Requirement 1: Please list every person or username named in the forum thread below, with each one given once.

Document segment:
Begin

Reliable and last you a lifetime, easy to fix:



Ken J. Good said:


> This would be my response in images:


Craps out on you before you know it, needs certified personnel to do a simple thing as switch batteries:



Ken J. Good said:


> or


I'm quite sure I interpreted your response correctly :nana:

Sigbjoern


----------



## max52 (Jan 18, 2007)

I must not get the joke. I have all the Lithium Ion lights, and I will not trade one of them for the reliablity of a quality SLA. 
Max52


----------



## MSI (Jan 18, 2007)

Max52, what do you use your lights for? The major problem with the LiteBox is the excessive weight, I do not see many use cases where this will not be a problem.


----------



## max52 (Jan 18, 2007)

End

Requirement 2: Count the lines in the rows below that contain the string "peak". Case counts. Give only the number.

Data supplied:
Begin

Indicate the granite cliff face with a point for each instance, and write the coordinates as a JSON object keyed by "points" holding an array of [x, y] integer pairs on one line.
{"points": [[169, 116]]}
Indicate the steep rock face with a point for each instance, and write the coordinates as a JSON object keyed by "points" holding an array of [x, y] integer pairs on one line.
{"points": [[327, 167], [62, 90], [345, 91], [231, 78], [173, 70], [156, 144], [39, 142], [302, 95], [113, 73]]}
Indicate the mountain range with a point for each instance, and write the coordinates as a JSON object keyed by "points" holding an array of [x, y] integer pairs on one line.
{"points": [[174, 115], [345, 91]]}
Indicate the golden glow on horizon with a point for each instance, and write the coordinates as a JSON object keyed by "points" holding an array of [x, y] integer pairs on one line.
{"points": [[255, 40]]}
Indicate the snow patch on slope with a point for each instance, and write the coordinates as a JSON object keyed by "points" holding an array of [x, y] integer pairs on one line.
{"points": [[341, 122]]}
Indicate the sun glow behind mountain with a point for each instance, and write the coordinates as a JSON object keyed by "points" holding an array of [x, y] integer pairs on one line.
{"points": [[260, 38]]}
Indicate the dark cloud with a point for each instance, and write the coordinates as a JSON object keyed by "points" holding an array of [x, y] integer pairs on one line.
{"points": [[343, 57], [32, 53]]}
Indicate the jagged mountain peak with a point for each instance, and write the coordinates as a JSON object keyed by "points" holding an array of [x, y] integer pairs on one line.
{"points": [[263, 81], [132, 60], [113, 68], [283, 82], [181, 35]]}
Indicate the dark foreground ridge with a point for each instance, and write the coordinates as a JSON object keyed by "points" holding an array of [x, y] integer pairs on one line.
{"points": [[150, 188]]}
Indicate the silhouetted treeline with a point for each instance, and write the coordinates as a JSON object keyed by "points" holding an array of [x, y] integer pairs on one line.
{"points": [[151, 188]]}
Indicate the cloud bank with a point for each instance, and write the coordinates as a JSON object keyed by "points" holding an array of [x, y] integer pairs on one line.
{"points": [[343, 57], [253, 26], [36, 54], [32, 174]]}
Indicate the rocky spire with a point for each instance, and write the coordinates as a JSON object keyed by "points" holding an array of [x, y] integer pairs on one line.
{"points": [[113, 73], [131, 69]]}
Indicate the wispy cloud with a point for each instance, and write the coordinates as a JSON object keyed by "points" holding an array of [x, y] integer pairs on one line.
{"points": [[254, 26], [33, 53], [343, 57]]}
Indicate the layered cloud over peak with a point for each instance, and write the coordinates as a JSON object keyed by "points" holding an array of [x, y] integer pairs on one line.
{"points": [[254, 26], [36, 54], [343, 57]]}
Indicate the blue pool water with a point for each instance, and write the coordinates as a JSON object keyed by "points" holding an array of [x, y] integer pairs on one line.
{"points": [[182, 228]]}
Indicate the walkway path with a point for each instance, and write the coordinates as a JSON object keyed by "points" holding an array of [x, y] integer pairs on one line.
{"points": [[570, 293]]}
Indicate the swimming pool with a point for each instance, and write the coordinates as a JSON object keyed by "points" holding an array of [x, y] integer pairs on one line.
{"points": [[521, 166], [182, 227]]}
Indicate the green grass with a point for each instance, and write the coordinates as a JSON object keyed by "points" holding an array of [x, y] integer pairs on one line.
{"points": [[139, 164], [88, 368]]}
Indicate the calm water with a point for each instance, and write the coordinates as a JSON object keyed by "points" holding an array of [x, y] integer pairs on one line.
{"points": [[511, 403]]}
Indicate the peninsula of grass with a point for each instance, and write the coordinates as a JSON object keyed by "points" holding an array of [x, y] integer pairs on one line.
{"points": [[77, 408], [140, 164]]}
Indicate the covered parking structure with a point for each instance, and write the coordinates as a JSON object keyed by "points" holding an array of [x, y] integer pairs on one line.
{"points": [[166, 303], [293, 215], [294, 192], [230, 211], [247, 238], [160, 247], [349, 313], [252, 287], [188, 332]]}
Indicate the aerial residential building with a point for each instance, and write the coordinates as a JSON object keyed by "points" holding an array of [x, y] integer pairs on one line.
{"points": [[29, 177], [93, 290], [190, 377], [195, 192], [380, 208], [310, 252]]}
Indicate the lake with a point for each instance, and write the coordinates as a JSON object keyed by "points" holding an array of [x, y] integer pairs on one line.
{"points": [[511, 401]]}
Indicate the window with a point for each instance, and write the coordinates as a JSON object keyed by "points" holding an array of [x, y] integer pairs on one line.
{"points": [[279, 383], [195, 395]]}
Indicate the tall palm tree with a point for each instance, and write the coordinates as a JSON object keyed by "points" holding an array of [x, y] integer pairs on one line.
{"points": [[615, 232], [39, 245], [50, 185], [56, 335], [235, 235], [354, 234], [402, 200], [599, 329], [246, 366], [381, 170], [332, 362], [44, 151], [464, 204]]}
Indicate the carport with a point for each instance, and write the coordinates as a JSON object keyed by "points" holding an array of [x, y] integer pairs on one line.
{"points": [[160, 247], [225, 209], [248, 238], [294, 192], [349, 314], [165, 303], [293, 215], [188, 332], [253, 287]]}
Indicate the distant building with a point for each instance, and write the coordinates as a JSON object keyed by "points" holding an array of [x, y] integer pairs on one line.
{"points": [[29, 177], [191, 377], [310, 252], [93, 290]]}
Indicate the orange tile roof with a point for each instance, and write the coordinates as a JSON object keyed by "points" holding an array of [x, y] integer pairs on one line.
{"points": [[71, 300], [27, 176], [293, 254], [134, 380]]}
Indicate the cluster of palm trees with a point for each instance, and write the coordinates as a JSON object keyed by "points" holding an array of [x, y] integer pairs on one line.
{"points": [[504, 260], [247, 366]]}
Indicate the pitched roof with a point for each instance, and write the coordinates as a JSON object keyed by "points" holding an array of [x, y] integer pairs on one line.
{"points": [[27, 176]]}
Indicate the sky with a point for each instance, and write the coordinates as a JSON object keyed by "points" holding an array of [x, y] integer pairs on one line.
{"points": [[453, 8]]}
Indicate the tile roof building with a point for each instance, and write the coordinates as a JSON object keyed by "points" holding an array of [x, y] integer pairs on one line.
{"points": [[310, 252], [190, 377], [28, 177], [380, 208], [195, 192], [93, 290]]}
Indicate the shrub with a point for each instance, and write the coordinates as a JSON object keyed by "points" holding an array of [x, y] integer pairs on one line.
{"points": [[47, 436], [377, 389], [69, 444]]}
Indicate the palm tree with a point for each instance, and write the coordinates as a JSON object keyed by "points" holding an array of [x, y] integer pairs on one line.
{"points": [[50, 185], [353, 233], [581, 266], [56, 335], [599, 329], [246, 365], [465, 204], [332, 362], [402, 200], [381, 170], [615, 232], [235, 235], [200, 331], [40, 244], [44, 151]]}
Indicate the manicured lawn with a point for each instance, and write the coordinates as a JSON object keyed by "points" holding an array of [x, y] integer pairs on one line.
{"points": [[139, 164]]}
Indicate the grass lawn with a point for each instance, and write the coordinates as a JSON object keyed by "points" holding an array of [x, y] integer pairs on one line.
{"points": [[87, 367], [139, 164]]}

End

Written solution 1:
Ken J. Good
Sigbjoern
max52
MSI

Written solution 2: 2